*CHALLENGE*
In the entries that follow, identify the line containing "You are given a photograph. Could you point to the grape" and return it together with all later lines, exactly as they appear.

* START DATA SECTION *

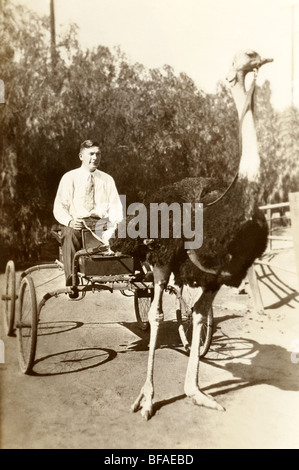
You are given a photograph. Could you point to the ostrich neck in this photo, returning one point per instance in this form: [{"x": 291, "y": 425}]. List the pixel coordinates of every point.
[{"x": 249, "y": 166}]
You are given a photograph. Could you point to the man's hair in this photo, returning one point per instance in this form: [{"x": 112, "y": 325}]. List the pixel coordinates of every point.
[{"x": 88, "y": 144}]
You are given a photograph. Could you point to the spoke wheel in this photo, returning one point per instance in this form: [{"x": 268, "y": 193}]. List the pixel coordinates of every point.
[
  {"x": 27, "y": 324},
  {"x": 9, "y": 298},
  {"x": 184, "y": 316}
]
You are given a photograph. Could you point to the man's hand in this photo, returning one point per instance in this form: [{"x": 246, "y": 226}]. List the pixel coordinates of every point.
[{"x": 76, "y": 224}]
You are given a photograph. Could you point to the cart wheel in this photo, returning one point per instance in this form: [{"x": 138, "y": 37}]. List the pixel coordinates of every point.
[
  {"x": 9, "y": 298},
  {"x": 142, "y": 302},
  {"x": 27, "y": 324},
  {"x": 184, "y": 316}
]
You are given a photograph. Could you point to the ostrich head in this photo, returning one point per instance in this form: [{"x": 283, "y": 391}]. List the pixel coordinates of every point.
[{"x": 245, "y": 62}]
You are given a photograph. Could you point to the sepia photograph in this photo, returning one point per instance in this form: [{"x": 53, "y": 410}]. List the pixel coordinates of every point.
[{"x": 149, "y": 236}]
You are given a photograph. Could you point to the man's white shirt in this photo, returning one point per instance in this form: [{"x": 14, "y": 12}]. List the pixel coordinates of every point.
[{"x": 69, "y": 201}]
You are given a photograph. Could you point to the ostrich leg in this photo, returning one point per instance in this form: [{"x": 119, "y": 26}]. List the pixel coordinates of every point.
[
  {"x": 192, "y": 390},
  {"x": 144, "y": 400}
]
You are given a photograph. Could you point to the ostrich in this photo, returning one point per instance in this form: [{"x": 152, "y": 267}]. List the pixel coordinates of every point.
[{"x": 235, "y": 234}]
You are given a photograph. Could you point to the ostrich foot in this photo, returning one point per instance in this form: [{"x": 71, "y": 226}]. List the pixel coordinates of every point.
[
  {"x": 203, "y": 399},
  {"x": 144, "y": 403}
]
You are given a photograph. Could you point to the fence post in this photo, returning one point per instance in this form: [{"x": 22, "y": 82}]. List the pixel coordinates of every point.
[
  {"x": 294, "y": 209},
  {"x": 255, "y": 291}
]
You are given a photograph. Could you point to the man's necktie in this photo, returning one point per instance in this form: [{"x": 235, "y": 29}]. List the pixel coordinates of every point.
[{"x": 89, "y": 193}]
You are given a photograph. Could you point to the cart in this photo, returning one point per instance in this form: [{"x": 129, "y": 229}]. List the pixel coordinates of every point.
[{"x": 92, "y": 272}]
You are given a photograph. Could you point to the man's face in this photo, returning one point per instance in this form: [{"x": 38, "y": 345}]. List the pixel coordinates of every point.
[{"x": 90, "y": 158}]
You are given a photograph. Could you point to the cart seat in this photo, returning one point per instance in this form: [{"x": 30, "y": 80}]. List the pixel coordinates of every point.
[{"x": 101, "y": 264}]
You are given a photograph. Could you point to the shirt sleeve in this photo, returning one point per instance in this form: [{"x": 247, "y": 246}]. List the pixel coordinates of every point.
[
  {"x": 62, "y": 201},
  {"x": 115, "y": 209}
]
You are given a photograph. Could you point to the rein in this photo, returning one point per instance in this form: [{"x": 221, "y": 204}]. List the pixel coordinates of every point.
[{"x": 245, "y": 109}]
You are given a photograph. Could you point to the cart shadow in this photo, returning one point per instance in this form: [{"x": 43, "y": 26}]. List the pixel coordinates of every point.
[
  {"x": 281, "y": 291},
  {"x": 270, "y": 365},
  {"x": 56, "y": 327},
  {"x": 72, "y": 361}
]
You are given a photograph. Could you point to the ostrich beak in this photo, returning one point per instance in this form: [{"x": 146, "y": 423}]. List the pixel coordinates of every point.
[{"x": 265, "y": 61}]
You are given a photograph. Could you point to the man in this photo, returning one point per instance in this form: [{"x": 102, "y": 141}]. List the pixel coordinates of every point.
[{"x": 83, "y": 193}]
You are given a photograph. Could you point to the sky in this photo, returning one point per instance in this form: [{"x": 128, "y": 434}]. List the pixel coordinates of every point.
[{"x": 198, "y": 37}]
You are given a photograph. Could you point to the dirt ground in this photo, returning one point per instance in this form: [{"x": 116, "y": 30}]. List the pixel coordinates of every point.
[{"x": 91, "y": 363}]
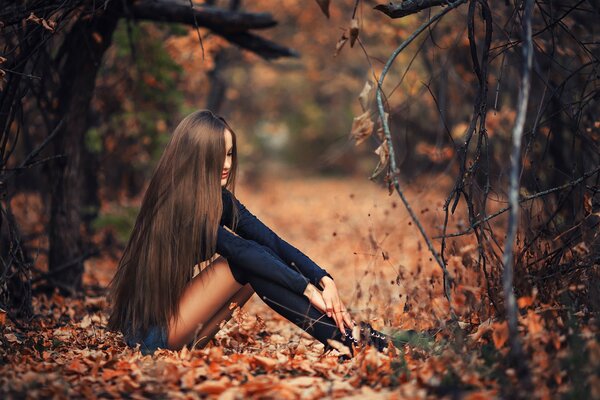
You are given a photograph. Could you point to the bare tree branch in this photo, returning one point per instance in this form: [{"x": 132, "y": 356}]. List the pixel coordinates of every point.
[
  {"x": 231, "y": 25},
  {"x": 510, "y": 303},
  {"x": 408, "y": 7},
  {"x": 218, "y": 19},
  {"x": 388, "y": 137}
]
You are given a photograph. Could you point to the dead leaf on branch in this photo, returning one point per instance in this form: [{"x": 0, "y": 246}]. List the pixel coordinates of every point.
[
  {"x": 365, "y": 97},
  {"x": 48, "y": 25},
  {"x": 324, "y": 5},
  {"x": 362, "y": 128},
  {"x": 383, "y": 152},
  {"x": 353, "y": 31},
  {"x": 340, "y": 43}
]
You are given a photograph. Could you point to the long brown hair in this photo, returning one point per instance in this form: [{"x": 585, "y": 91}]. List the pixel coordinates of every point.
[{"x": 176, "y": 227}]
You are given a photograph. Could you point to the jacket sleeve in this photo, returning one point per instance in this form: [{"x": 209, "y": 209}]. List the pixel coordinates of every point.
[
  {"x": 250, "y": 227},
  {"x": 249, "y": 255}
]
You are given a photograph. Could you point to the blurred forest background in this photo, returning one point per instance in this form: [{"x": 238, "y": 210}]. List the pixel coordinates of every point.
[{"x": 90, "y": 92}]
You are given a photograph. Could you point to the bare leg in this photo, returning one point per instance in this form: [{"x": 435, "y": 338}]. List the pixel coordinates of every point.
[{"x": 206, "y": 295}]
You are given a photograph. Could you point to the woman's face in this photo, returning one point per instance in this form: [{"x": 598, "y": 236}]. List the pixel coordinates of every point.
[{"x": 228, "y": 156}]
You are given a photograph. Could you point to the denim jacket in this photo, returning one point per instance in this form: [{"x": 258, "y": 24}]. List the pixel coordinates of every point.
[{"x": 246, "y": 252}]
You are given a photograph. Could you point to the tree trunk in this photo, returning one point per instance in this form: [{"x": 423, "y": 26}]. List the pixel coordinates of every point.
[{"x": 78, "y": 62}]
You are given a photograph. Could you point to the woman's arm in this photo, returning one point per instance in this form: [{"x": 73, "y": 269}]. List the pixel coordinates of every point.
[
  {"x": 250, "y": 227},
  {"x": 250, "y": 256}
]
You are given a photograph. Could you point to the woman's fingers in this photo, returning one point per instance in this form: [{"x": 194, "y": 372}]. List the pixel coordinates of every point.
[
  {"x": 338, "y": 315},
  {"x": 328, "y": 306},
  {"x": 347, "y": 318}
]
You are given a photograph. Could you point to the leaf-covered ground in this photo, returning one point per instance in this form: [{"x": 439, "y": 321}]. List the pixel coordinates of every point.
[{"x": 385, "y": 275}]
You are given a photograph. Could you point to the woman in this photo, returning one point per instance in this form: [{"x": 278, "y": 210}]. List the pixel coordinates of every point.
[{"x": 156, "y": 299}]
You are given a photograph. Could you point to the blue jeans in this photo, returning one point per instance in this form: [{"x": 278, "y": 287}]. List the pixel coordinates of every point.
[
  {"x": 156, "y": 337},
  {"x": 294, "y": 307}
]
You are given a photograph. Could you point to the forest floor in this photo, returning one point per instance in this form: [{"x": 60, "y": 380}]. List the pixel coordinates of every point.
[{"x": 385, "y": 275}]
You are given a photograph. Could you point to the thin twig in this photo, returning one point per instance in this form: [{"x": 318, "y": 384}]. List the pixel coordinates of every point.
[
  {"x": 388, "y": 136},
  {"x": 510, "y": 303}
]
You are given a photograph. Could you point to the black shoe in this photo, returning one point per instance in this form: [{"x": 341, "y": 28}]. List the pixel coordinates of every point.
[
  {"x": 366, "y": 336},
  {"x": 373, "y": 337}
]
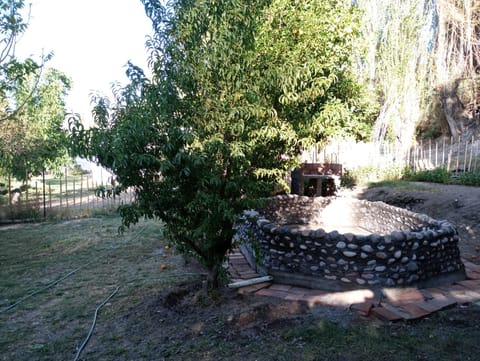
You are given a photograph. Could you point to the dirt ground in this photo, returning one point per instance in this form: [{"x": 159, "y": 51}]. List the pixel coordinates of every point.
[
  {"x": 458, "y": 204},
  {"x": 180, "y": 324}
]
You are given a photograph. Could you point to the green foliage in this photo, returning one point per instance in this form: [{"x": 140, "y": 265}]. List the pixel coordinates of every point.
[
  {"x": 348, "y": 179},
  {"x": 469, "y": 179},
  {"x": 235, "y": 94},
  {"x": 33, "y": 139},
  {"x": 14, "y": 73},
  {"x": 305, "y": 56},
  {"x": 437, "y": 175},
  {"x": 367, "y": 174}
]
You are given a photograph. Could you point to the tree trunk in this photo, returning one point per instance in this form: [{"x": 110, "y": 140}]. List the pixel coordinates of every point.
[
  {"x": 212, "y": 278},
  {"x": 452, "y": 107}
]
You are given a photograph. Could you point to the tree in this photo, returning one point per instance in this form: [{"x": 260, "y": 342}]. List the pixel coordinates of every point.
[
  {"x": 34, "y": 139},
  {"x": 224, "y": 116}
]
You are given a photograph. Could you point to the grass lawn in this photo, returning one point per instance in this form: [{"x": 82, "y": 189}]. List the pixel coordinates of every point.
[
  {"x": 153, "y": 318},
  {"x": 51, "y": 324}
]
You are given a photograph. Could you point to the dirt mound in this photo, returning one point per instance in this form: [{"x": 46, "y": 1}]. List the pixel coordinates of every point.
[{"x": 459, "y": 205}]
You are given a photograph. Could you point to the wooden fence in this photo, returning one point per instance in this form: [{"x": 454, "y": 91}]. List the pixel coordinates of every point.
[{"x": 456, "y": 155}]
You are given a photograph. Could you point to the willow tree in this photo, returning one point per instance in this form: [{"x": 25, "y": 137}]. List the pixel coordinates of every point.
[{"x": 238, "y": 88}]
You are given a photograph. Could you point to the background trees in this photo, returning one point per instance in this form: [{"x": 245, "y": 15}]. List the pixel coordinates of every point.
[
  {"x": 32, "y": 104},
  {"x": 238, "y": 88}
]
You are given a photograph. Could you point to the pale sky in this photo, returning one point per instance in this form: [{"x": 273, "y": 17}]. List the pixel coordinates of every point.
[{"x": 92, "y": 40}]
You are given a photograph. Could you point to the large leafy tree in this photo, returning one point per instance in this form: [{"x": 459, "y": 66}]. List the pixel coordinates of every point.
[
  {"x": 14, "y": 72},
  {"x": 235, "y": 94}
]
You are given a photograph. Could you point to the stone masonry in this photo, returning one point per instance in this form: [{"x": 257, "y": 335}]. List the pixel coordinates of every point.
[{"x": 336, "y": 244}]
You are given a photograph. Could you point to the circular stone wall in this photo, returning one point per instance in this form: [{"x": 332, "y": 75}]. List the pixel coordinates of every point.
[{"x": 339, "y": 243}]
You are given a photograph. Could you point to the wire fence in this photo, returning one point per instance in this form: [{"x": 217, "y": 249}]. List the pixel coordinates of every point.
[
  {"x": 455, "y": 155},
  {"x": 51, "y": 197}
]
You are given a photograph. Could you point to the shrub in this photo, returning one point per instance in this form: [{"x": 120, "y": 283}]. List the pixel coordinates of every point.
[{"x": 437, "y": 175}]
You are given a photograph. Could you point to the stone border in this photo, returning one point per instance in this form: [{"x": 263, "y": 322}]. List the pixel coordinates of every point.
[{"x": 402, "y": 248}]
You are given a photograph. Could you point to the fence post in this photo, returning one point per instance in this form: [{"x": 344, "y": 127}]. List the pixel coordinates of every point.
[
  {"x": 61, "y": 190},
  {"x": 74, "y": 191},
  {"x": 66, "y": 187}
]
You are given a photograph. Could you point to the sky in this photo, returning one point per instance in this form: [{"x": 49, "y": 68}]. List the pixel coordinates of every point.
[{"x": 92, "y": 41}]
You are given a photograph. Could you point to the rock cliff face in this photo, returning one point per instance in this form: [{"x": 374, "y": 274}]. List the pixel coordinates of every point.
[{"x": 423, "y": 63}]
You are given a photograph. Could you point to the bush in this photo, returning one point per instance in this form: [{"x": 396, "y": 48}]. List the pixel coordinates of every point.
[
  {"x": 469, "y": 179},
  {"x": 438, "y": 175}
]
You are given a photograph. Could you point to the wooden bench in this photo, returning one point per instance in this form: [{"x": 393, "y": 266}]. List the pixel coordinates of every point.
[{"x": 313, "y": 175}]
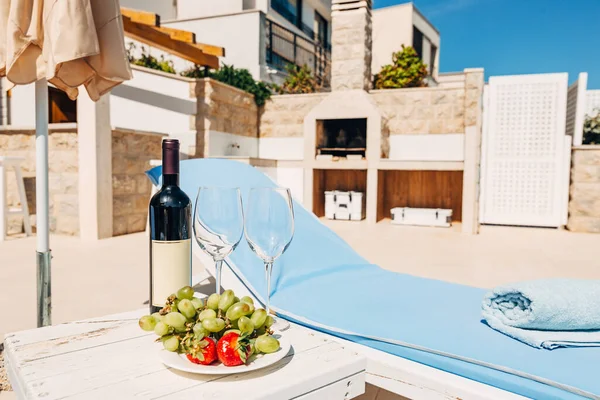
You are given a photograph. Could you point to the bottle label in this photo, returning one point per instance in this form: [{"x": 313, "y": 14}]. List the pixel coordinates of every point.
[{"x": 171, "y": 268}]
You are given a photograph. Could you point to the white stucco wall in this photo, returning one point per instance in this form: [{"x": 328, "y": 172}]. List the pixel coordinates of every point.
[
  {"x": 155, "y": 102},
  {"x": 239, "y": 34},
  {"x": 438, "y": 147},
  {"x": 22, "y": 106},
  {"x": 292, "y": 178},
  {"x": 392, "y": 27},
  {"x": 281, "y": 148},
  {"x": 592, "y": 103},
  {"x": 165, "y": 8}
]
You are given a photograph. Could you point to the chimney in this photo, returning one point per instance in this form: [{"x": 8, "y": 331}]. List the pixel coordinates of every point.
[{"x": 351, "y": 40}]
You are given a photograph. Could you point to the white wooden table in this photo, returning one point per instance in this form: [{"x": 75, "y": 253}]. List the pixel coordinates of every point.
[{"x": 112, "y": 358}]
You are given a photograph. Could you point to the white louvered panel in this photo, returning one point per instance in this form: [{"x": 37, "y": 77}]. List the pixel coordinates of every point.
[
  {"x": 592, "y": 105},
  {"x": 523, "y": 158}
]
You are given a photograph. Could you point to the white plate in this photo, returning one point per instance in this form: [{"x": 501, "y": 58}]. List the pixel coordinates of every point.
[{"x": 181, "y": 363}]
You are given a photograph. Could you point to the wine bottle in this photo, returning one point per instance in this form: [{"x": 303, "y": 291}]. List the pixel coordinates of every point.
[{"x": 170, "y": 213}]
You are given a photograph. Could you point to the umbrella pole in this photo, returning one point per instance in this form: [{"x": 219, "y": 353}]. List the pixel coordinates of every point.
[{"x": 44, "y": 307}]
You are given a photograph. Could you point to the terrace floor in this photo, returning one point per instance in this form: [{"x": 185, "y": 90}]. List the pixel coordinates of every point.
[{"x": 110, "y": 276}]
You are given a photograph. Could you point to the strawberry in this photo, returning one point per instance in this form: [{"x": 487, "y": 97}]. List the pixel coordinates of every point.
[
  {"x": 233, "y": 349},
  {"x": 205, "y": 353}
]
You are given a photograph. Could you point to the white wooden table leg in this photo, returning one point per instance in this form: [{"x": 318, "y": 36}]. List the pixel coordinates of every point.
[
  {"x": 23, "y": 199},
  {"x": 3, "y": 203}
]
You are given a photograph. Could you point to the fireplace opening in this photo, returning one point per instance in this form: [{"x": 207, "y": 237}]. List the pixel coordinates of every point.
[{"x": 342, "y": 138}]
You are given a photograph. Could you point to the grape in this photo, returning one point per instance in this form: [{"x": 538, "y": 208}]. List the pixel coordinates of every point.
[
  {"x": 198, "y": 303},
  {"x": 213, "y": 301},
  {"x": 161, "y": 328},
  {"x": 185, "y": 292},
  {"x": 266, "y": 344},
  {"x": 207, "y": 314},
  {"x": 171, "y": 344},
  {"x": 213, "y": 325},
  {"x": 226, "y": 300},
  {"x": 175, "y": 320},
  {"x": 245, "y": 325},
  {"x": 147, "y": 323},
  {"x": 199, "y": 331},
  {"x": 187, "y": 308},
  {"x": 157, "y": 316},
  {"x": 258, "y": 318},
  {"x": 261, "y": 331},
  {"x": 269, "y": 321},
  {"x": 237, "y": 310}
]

* END DATA SECTION *

*TASK OUTPUT*
You are given a photograph. Could you point to the grape in this photo, returning one point per instance in this form: [{"x": 538, "y": 208}]. List the pixel coordinates of every point.
[
  {"x": 198, "y": 303},
  {"x": 213, "y": 301},
  {"x": 161, "y": 328},
  {"x": 185, "y": 292},
  {"x": 266, "y": 344},
  {"x": 207, "y": 314},
  {"x": 171, "y": 344},
  {"x": 213, "y": 325},
  {"x": 226, "y": 300},
  {"x": 175, "y": 320},
  {"x": 245, "y": 325},
  {"x": 147, "y": 323},
  {"x": 199, "y": 331},
  {"x": 187, "y": 308},
  {"x": 157, "y": 316},
  {"x": 258, "y": 318},
  {"x": 261, "y": 331},
  {"x": 269, "y": 321},
  {"x": 237, "y": 310}
]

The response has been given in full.